◆ **TEXTO PARA LEITURA**
======

A verdadeira História de Terra Indomável

A paixão americana pela ocupação territorial da parte oeste dos Estados Unidos é tão visceral que rende lendas, livros, documentários, séries e filmes, mais ainda, um gênero em si só: o western. A figura dos cowboys, heróicos ou vilões, se multiplicam por séculos e nunca saem de moda. A “nova” onda de revisitação desse período histórico tem demorado a emplacar, com repetições de histórias ou situações violentas, lentas e até meio sem sentido. Diante disso, vamos reconhecer: Terra Indomável (American Primeval) se destaca.

São seis episódios apenas, fáceis de maratonar. Inspirado em fatos reais (a Guerra de Utah) que são usados no pano de fundo, a série dirigida por Peter Berg é mais uma vez uma parceria do diretor/ator com os roteiristas Mark L. Smith (The Revenant) e Eric Newman (Griselda e Narcos), além do ator Taylor Kitsch (Painkiller). Tudo funciona, mesmo que nada seja “novo”.

======

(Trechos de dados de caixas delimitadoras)

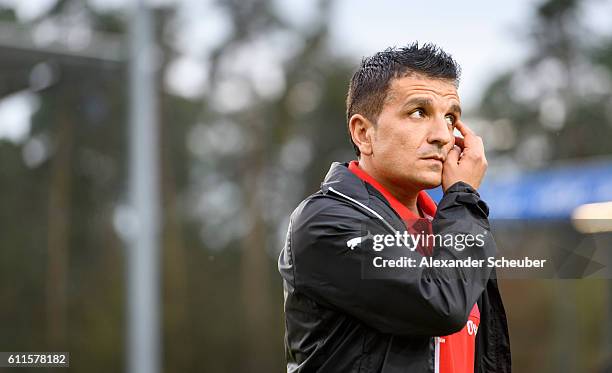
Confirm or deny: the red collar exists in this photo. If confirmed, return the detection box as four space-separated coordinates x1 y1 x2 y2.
348 161 436 221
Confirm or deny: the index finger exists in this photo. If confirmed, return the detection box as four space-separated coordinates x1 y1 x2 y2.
455 120 476 137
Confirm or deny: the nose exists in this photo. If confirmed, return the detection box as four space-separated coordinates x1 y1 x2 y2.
427 116 452 148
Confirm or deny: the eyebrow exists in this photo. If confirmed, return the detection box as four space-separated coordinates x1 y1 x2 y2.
402 97 461 115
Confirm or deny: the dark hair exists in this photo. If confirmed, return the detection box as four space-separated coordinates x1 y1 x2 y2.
346 42 461 156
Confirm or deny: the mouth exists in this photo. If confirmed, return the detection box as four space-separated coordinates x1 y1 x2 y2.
421 154 445 163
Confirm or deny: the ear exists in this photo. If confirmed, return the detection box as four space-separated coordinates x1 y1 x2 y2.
349 114 376 155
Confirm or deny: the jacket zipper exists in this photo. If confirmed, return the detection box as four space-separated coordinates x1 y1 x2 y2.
327 187 440 373
434 337 440 373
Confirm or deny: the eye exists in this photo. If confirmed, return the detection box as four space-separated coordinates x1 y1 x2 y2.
444 114 457 126
410 109 425 119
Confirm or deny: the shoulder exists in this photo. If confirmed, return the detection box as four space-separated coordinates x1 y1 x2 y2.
290 192 367 231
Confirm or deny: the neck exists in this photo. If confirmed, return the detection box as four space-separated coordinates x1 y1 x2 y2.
359 157 421 216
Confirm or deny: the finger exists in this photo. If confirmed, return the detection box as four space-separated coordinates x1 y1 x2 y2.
455 136 465 149
455 120 475 137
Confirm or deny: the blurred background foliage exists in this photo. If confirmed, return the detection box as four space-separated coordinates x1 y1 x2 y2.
0 0 612 372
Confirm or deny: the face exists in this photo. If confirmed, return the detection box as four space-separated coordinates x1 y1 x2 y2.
360 75 461 190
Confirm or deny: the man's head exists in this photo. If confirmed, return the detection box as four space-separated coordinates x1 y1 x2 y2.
347 43 461 189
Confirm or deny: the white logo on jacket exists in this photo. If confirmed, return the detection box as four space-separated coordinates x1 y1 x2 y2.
346 231 373 250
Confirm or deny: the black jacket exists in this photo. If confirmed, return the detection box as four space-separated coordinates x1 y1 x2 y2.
278 163 510 373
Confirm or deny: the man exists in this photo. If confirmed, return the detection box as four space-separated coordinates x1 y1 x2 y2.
279 43 510 373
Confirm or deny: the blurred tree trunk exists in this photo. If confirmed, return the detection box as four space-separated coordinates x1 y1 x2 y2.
241 131 274 372
46 88 75 349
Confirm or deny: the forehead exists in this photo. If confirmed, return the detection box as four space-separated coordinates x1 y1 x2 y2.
386 75 459 103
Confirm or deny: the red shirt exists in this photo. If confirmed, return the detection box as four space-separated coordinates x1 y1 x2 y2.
349 161 480 373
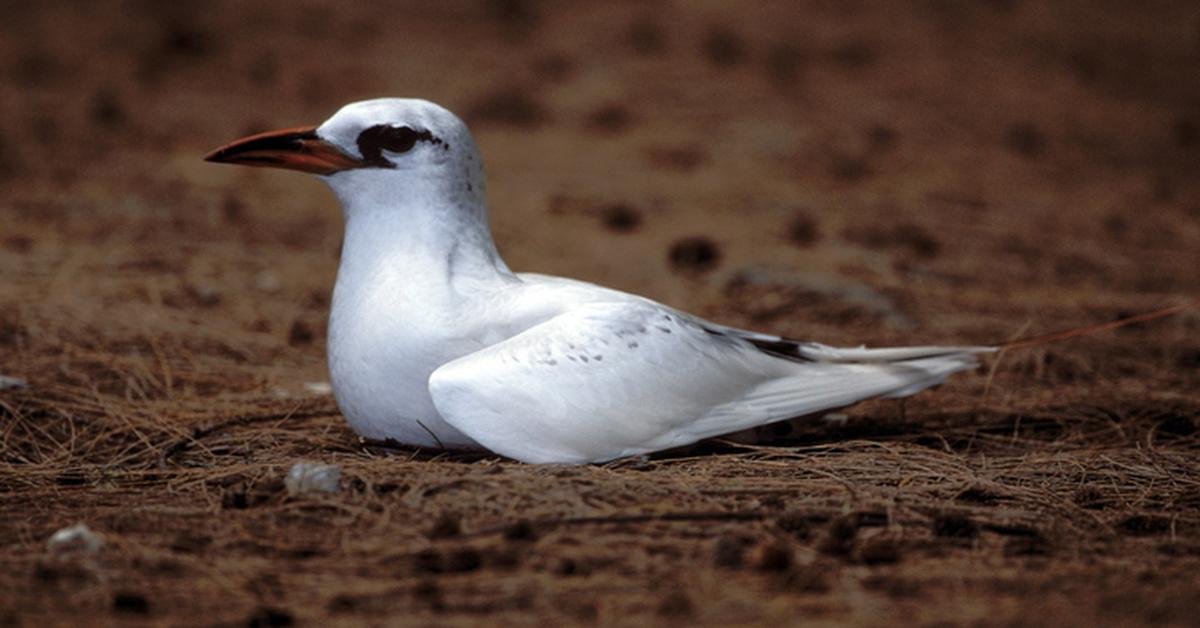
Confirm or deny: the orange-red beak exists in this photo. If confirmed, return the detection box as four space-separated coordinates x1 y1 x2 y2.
204 126 367 174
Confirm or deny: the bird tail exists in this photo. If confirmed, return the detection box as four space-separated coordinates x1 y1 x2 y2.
689 345 996 438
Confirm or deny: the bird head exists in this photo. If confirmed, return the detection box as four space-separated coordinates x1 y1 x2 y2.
204 98 484 210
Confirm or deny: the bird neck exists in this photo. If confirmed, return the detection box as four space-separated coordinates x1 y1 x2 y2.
335 177 514 292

======

◆ **TAREFA DO EXERCÍCIO**
Escreva, por favor, a continuação do texto sobre a série Terra Indomável, começando logo depois da última frase dele.

◆ **RESPOSTA DO EXERCÍCIO**
Uma características da visão atual dos westerns, que inclui a saga de Kevin Costner, Horizon, tem sido a de destacar a miséria absoluta dos que se arriscaram a povoar o território, sempre expostos aos perigos da natureza, aos confrontos com os indígenas lutando por suas terras, mas, acima de tudo, à podridão da alma humana. O clássico perfeito de Clint Eastwood, Os Imperdoáveis, de 1992, foi considerado inovador há 33 anos quando mostrou um pouco desse cenário, mas agora as camadas de violência vêm sido reforçadas. A série Billy the Kid também navega por essa vertente. Então é importante destacar o quanto Terra Indomável (American Primeval) é muito boa.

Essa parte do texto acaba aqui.